Task input ::
[Start]
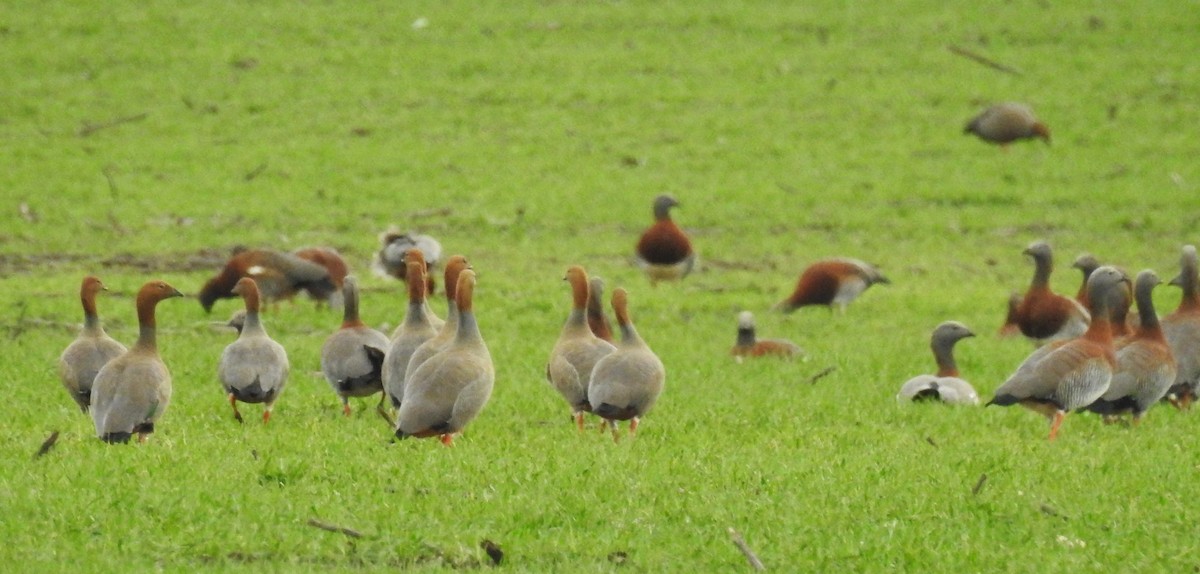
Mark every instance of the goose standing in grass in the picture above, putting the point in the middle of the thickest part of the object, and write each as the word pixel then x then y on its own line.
pixel 1145 364
pixel 598 321
pixel 279 276
pixel 627 382
pixel 1006 123
pixel 255 368
pixel 946 386
pixel 352 358
pixel 132 390
pixel 455 265
pixel 1087 263
pixel 1011 328
pixel 1182 330
pixel 1044 316
pixel 831 282
pixel 1067 375
pixel 411 334
pixel 664 251
pixel 394 245
pixel 450 389
pixel 575 354
pixel 749 345
pixel 91 350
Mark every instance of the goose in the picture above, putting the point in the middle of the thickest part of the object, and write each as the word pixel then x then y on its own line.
pixel 627 382
pixel 255 368
pixel 946 384
pixel 131 392
pixel 577 350
pixel 1067 375
pixel 90 351
pixel 450 389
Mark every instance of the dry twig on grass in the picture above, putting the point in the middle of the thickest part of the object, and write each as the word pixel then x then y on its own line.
pixel 51 441
pixel 985 61
pixel 978 486
pixel 821 375
pixel 329 527
pixel 745 550
pixel 89 127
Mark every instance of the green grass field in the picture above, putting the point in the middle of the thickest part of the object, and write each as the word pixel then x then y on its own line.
pixel 144 139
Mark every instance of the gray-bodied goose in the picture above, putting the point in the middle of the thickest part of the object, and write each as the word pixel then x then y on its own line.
pixel 455 265
pixel 395 245
pixel 90 351
pixel 628 382
pixel 352 358
pixel 1087 263
pixel 664 250
pixel 411 334
pixel 577 350
pixel 749 345
pixel 255 368
pixel 449 389
pixel 1182 330
pixel 1007 123
pixel 1067 375
pixel 598 321
pixel 1044 316
pixel 946 384
pixel 1145 364
pixel 132 390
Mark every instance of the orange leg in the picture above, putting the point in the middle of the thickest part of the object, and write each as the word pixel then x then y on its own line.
pixel 1055 423
pixel 233 402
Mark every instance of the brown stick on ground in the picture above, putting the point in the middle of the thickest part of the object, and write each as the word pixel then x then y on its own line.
pixel 985 61
pixel 821 375
pixel 745 550
pixel 983 478
pixel 89 127
pixel 51 441
pixel 329 527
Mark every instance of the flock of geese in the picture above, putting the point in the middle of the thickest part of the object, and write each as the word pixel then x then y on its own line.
pixel 437 375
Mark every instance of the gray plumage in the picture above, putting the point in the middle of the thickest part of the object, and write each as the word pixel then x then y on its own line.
pixel 409 335
pixel 1182 330
pixel 345 357
pixel 625 383
pixel 1145 365
pixel 946 386
pixel 133 390
pixel 435 345
pixel 1063 376
pixel 451 388
pixel 253 368
pixel 90 351
pixel 577 350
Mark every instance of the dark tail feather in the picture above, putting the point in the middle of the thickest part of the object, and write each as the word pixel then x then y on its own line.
pixel 117 437
pixel 925 395
pixel 376 357
pixel 613 412
pixel 1002 400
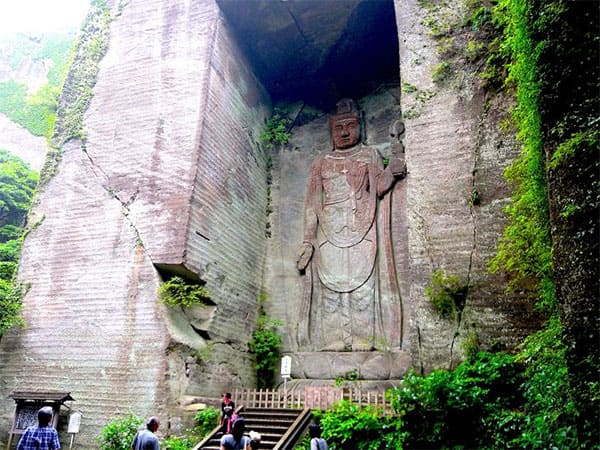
[End]
Aim of the exercise ::
Return each line of the records above that contains the word "grass", copied in full.

Result of the task ::
Mark every instance of the goose standing in grass in the picture above, putting the point in the middle of the thickest part of the object, and write each as the word pixel then x then y on its own line.
Mark every instance of the dry twig on grass in the picture above, putting the point in the middle of the thickest part of the object, and write each as the word pixel then x then y on its own line.
Mark every instance of the green grass field in the picture above, putting the point in the middle of the thickest part of the object, and write each as the word pixel then x then y on its own line.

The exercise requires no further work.